_PROBLEM TO SOLVE_
Retype everything from the line containing "Each instance of the thorny" down to the line containing "POLYGON ((414 230, 404", with both of those lines included, reproducing each line without any change.

○ ○ ○

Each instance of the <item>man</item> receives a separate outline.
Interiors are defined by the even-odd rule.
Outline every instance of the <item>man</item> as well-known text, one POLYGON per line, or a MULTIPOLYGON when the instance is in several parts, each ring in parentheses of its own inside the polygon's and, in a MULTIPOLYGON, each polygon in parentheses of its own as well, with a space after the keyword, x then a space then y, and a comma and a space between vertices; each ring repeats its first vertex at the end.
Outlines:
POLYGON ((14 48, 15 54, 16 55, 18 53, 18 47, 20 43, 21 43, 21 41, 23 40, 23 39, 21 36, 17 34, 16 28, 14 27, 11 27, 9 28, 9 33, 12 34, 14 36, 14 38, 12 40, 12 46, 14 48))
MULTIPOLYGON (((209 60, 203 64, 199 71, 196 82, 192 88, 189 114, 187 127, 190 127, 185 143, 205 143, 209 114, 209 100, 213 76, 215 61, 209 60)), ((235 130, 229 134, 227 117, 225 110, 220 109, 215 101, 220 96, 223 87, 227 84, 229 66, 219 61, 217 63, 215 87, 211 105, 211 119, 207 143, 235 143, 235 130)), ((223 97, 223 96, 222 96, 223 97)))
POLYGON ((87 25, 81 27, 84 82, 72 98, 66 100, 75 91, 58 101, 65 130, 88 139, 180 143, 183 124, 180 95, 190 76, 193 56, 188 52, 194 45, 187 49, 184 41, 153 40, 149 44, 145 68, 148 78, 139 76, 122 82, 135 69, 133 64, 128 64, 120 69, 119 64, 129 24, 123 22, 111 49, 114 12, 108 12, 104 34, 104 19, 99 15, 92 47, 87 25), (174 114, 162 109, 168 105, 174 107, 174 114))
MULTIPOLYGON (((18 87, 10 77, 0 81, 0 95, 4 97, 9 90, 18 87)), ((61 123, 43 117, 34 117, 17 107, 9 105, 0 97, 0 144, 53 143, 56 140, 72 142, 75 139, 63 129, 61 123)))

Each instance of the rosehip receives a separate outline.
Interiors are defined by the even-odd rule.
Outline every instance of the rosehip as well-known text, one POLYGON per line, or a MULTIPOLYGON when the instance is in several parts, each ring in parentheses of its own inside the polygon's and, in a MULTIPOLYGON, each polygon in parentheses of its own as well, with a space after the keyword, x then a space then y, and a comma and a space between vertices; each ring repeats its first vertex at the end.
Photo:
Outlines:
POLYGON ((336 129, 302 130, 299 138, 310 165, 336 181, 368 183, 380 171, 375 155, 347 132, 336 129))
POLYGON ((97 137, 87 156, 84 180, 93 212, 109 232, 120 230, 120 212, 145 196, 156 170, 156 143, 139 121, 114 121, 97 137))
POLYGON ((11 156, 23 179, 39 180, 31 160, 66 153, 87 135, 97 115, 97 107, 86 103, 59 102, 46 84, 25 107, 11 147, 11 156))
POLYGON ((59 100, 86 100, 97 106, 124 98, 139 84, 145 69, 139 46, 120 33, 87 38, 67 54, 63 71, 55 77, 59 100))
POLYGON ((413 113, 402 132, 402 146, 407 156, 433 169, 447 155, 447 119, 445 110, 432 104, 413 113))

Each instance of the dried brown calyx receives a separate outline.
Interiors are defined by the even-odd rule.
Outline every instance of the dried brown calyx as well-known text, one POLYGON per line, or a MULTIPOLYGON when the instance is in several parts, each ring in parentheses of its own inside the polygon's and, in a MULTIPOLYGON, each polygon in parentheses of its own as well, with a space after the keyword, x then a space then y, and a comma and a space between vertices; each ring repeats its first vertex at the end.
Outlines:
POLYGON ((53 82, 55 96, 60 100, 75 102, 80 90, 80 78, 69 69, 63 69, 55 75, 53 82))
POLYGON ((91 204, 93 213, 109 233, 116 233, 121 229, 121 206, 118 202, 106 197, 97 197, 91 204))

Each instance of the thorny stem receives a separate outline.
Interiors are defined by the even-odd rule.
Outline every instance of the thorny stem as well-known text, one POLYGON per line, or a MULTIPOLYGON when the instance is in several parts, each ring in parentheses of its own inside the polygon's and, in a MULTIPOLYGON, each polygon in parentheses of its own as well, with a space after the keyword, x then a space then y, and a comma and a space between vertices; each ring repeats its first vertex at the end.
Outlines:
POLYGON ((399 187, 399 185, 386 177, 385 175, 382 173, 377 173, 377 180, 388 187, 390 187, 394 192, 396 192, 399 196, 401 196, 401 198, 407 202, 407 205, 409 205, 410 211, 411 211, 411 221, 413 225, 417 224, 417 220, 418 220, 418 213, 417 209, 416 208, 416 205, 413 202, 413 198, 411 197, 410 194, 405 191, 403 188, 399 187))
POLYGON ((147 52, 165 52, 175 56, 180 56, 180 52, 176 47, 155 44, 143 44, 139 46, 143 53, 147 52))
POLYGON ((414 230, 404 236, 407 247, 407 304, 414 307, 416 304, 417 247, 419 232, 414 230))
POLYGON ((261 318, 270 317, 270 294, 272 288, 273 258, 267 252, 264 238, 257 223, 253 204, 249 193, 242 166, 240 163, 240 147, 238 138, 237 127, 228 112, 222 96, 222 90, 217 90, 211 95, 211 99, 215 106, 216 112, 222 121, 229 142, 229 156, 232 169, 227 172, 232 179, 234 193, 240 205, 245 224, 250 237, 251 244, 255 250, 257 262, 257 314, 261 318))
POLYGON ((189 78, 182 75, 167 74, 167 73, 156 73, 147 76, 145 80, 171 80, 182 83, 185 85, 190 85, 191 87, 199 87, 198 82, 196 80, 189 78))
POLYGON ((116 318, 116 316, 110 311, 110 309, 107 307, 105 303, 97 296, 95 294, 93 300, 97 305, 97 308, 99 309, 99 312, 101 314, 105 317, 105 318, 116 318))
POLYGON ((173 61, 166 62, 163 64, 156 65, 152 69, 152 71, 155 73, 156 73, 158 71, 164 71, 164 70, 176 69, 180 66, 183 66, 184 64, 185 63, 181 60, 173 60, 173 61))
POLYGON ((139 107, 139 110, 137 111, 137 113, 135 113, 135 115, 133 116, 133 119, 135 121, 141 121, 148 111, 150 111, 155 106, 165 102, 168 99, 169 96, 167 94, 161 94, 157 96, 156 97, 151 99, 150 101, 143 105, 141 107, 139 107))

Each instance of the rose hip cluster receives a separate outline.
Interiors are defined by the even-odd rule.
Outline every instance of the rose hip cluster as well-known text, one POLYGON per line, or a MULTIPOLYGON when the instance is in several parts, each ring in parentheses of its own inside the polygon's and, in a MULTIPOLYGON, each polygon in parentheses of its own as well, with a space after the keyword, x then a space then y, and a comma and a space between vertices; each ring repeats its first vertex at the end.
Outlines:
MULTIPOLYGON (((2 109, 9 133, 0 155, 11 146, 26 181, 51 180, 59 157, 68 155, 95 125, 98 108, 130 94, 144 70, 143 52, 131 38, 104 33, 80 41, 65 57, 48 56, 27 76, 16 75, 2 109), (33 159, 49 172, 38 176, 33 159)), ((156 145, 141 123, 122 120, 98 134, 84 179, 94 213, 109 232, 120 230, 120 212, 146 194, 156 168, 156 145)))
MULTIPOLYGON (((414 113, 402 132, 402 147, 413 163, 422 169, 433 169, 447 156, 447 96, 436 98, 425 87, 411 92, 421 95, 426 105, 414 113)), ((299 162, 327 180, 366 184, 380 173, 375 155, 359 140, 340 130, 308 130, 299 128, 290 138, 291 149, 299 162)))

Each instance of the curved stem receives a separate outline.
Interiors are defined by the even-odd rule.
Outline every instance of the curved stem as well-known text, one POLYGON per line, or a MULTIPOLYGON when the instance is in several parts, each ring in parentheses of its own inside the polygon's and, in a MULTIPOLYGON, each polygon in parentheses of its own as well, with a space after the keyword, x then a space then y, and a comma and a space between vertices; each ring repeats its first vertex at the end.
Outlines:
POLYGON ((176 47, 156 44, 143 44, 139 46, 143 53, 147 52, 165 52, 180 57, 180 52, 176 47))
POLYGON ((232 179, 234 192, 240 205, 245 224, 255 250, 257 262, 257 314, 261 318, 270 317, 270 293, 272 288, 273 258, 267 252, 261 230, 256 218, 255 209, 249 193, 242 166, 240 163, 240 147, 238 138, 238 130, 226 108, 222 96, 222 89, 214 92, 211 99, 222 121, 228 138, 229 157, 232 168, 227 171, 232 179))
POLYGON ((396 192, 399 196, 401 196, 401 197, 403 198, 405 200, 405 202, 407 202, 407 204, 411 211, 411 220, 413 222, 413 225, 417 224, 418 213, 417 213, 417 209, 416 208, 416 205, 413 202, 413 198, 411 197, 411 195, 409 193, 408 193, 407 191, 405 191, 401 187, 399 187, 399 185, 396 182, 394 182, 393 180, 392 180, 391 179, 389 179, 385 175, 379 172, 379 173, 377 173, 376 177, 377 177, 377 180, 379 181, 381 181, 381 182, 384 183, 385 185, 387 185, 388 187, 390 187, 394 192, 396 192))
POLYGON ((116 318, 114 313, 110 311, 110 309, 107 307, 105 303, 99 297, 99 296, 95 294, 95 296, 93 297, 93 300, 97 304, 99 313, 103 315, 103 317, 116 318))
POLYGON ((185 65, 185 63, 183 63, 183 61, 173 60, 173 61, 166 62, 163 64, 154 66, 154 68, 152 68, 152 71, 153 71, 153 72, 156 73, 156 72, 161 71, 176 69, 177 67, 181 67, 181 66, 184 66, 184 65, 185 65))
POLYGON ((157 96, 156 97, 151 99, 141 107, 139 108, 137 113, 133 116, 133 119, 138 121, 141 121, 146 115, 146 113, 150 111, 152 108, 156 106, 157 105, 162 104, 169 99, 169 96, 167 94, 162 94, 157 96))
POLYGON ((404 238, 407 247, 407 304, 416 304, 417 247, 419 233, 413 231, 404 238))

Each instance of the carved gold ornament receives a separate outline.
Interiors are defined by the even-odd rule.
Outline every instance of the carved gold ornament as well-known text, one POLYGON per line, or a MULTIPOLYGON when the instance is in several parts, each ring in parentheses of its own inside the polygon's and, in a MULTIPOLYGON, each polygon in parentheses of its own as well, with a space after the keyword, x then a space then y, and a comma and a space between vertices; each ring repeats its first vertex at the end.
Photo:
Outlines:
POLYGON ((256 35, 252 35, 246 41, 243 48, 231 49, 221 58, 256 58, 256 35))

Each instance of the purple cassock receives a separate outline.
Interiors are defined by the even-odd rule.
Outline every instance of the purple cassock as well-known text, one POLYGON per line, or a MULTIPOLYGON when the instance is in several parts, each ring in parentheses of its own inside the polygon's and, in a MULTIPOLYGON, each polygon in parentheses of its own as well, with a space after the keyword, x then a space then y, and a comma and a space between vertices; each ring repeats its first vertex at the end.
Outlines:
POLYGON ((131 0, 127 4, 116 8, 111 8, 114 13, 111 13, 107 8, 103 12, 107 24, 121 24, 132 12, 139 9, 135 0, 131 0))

○ ○ ○

_EXPECTED OUTPUT_
Each instance of the thorny stem receives a separate outline.
Interiors are defined by the even-odd rule.
Outline every instance of the thorny stem as well-known text, one POLYGON per line, or a MULTIPOLYGON when the instance is in several parts, each ring in parentheses of its own inside the polygon's and, in a MULTIPOLYGON, each polygon in parentheses of its own as well, with a space after the keyword, x then a space then y, and a comma and a space between vertices; each ring repeats its first vertex at the end.
Outlines:
POLYGON ((399 187, 399 185, 386 177, 385 175, 382 173, 377 173, 377 180, 388 187, 390 187, 394 192, 396 192, 399 196, 401 196, 401 198, 407 202, 407 205, 409 205, 410 211, 411 211, 411 221, 413 225, 417 224, 417 220, 418 220, 418 213, 417 209, 416 208, 416 205, 413 202, 413 198, 411 197, 410 194, 405 191, 403 188, 399 187))
POLYGON ((147 52, 165 52, 175 56, 180 56, 180 52, 176 47, 155 44, 143 44, 139 46, 143 53, 147 52))
POLYGON ((414 230, 404 236, 407 247, 407 304, 414 307, 416 304, 417 247, 419 232, 414 230))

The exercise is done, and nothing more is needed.